In praise of storytelling…

Ray Bradbury’s Fahrenheit 451 couldn’t be written today.  I’m not sure what temperature a Kindle or a Nook would burn at, but it certainly isn’t 451 degrees (233 degrees centigrade for those enjoying a saner temperature standard).  And burning those neat gizmos wouldn’t really do the trick—you’d really have to go after the whole internet.  I can turn on my laptop or Kindle and download just about any book I care to read, but that book still exists on some server somewhere.  You’d have to destroy them all.

Nevertheless, there are two questions that arise when thinking about today’s digital publishing revolution:  (1) exactly what do we mean by a book nowadays? And (2), will we always need books?  The first question relates to language and storytelling.  The second relates to the possible disappearance of the printed word.  There are many wrinkles and subtleties associated with these questions.  My only expertise in answering relates to my love of the written word.

A good computer game often tells a story.  So does a film or a TV show.  The medium in this case is audiovisual and subtracting the visual component destroys much of the information content.  In Bradbury’s work, books were saved for future generations by old-fashioned storytelling where words described everything—the information content was taken up in the words of our language.  In fact, Bradbury’s protagonists were falling back on the most ancient form of storytelling.  The thoughts on the printed page were transferred into human memory.

In communications theory, we talk about lossy channels.  Bradbury’s characters were trying the best they could to create lossless channels in their transfer of information.  It took training.  But the translation of visual information into words is more likely to be very lossy.  So much of our information nowadays, digitized or not, corresponds to visual information, even 3D information, that it is hard to imagine a future Bradbury writing about a secret society that would preserve it by just using what we are all born with, the human brain.

As a thriller writer, I’m reminded of something that many law enforcement officials know: witnesses are very unreliable.  A friend of mine once took a course offered by his local police department.  The detective giving the course walks in with his brief case, takes out his talk, and closes the briefcase.  A few minutes into the lecture, a figure dashes in, shoots the lecturer, snatches up the briefcase, and runs away.  Pandemonium breaks out.  However, the lecturer gets up, dusts himself off, and tells everyone that only blanks were fired.  He then asks the participants what they saw.

**Data**
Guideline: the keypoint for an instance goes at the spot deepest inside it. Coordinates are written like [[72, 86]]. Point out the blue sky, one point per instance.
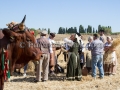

**Short task 1**
In the storytelling essay, what is 451 degrees in centigrade?
**Short task 2**
Reproduce the storytelling essay verbatim between "In communications theory, we" and "the human brain.", inclusive.
**Short task 3**
Write the next part of the essay in praise of storytelling, picking up after its final sentence.

**Exercise output 1**
233 degrees centigrade.

**Exercise output 2**
In communications theory, we talk about lossy channels.  Bradbury’s characters were trying the best they could to create lossless channels in their transfer of information.  It took training.  But the translation of visual information into words is more likely to be very lossy.  So much of our information nowadays, digitized or not, corresponds to visual information, even 3D information, that it is hard to imagine a future Bradbury writing about a secret society that would preserve it by just using what we are all born with, the human brain.

**Exercise output 3**
You guessed it.  It was like that game telephone where everyone passes a message around the circle.  By the time it gets back to the originator, it’s completely changed.  Similarly, all the witnesses had different versions of the events.  Some thought the perpetrator was a man, for example, and others a woman (it was a woman detective with her hair stuffed into a baseball cap).  Some got the baseball cap but then they disagreed on the team.  Complex information is difficult for the human mind to process—it’s equally difficult to remember it.

So, in this future post-apocalyptic world, human beings would have to do the best they can to translate the visual through the lossy channel to the printed word and then, if needs be, store it in their memories.  This is probably a daunting task and one apt to be unsuccessful.  Nevertheless, it points out the power of language and the written word.  Yet, we may only need the intermediate step, the step that takes the visual information to book form—still lossy, but once recorded, more permanent.

I say book form because, except for the scenario envisioned by Bradbury, this is the most permanent way to store information, at least for now.  Visitors to Dublin have probably seen the magnificent Book of Kells, a rendering of the four gospels produced by Celtic monks around 800 A.D.  These monks, by the way, were ancient incarnations of Bradbury’s characters.  While Ireland and the rest of Europe were fighting wave upon wave of Viking marauders, these Irish monks saved civilization by copying religious and philosophical texts.

Nevertheless, books are not a very efficient way of storing information.  I’m always amazed that all my blog output over the years, all my manuscripts, and so forth, takes up only a few megabytes on a computer.  Visual content takes up much more, but we do it routinely.  However, in a future apocalyptic world, computers won’t necessarily exist.  I’m not sure human beings will either, but, if they do, they will be glad to have books with them.

That said, let’s leave the post-apocalyptic world and ask the same questions for a future world where human beings and computers will be in almost symbiotic existence (some authors call this “the singularity”—for me, the singularity will be more social than technical).  Will storytelling die?  Will deep sleep hypnosis transfer necessary technical information directly to our brains, precluding the need for manuals?  While the second could happen, I don’t think the second can, unless we give up our humanity.

Human beings are first and foremost storytellers.  We won’t need a manual for running a VCR, for example, unless you’re a museum archivist bent on showing how things worked in the last half of the 20th century.  Yet we will forever need stories.  Our human history is a story.  Language was probably created for many reasons, but you can bet storytelling was one of them.  I often wonder how many wonderful stories were lost in the moldy corridors of time.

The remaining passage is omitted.